▶ _TASK OBJECTIVE_: Render every line of the entries below as a JSON list of strings, one string per line, omitting any blank lines.

▶ _RECORDS SUPPLIED_:
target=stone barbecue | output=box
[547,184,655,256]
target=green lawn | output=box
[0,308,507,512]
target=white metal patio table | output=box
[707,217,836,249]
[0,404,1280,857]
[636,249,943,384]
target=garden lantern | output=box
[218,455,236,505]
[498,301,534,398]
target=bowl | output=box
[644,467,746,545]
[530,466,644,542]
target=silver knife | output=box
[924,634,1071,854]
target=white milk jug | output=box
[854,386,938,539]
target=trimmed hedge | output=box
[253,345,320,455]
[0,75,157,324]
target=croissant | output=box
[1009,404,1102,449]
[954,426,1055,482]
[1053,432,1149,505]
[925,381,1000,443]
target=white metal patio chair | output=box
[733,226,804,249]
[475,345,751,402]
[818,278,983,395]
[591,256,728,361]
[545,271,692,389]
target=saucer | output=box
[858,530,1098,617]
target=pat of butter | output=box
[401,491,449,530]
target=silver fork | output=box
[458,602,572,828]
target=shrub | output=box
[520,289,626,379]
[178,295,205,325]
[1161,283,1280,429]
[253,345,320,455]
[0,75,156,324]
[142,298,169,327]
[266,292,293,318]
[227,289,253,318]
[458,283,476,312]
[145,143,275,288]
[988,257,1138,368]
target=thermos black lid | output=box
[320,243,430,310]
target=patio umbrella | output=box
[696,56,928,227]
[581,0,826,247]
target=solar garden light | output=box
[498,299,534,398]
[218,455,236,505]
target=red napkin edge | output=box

▶ _ANSWER TO THIS EXERCISE_:
[
  "target=stone barbecue | output=box",
  "[547,184,655,256]",
  "target=green lawn | output=box",
  "[0,308,507,512]",
  "target=white metal patio table | output=box",
  "[707,217,836,249]",
  "[0,404,1280,857]",
  "[636,249,943,384]",
  "target=garden lantern | output=box",
  "[218,455,236,505]",
  "[498,301,534,398]",
  "target=bowl | output=box",
  "[644,467,746,545]",
  "[530,466,644,542]",
  "target=silver knife | output=box",
  "[924,634,1071,854]",
  "target=white milk jug | output=box",
  "[854,386,938,539]",
  "target=trimmed hedge | output=box",
  "[253,345,320,455]",
  "[0,75,157,324]",
  "target=croissant | output=box",
  "[1009,404,1102,449]",
  "[954,426,1055,482]",
  "[1053,432,1149,505]",
  "[925,381,1000,443]",
  "target=white metal patio chair | output=box",
  "[733,226,804,249]",
  "[475,345,751,402]",
  "[818,278,983,395]",
  "[591,256,728,361]",
  "[545,271,692,389]",
  "target=saucer | output=box",
  "[858,530,1098,617]",
  "target=pat of butter | output=box",
  "[401,491,449,530]",
  "target=silver fork | output=box",
  "[458,602,572,828]",
  "target=shrub | output=box",
  "[520,289,626,379]",
  "[178,295,205,325]",
  "[1161,283,1280,429]",
  "[253,345,320,455]",
  "[0,75,156,324]",
  "[142,298,169,327]",
  "[266,292,293,318]",
  "[227,289,253,318]",
  "[458,283,476,312]",
  "[145,143,275,288]",
  "[988,257,1138,368]",
  "target=thermos black lid | output=box",
  "[320,243,430,310]",
  "target=patio umbrella | output=box",
  "[696,56,928,227]",
  "[581,0,826,247]",
  "target=solar garden light | output=box",
  "[498,299,534,398]",
  "[218,455,236,505]",
  "target=red napkin edge | output=box"
]